Task details
Reproduce the entire listing below line for line, without changing a single character.

Entries
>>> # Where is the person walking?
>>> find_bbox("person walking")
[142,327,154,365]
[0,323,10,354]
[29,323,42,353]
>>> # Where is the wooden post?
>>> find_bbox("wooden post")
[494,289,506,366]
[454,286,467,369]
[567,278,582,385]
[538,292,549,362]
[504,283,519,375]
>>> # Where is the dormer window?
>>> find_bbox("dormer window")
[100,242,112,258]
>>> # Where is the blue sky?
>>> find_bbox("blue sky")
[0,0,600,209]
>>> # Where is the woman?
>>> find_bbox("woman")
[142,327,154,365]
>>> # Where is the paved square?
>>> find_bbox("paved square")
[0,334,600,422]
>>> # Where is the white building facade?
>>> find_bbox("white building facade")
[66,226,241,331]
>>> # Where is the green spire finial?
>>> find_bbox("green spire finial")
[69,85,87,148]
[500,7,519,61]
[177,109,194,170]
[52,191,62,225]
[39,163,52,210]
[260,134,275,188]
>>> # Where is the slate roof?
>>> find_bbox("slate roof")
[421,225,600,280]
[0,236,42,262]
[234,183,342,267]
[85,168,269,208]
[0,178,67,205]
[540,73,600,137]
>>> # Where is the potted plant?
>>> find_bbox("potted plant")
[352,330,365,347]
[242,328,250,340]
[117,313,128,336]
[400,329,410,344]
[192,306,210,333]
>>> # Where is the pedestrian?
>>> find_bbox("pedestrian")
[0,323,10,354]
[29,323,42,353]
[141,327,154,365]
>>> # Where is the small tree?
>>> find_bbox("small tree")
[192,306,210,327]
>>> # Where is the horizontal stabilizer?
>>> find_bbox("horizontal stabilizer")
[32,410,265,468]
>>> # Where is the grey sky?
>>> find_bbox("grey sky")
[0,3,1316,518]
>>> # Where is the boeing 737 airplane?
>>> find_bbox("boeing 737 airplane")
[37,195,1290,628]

Written response
>>> # Where is the person walking?
>>> find_bbox("person walking")
[142,327,154,365]
[0,323,10,354]
[29,323,42,353]
>>> # Where is the wooden post?
>>> find_bbox("wooden post")
[494,289,506,366]
[454,286,467,369]
[567,278,582,385]
[538,292,549,362]
[504,283,519,375]
>>> # Where is the dormer window?
>>> find_bbox("dormer window")
[100,242,112,258]
>>> # Where is the blue sky?
>>> find_bbox("blue sky")
[0,0,600,209]
>>> # Where is the woman?
>>> find_bbox("woman")
[142,327,154,365]
>>> # Where is the paved square?
>>> find_bbox("paved square")
[0,334,600,422]
>>> # Where is the white building facade?
>>> find_bbox("white building facade")
[66,226,241,331]
>>> # Where is the green spire finial?
>>> find_bbox("green spire finial")
[69,85,87,148]
[500,7,519,61]
[177,109,194,170]
[52,191,62,225]
[39,163,52,210]
[260,134,275,188]
>>> # Where is the slate roof?
>>> find_bbox("slate roof")
[421,225,600,280]
[0,236,42,262]
[234,183,342,267]
[85,168,269,208]
[0,178,67,205]
[540,73,600,137]
>>> # Where is the potted plant?
>>> find_bbox("potted plant")
[352,330,365,347]
[242,328,250,340]
[117,313,128,336]
[400,329,410,344]
[192,306,210,333]
>>> # Where is the pedestrian?
>>> find_bbox("pedestrian")
[0,323,10,354]
[29,323,42,353]
[141,327,154,365]
>>> # Where is the small tree?
>>> find_bbox("small tree")
[192,306,210,327]
>>> # Where is the horizontal stabilizer?
>>> find_bbox("horizontal stabilizer")
[32,410,265,468]
>>> # Where is the grey sky?
>>> find_bbox("grey sky")
[0,3,1316,518]
>>> # Where is the boeing 737 airplane?
>>> find_bbox("boeing 737 airplane")
[37,195,1290,628]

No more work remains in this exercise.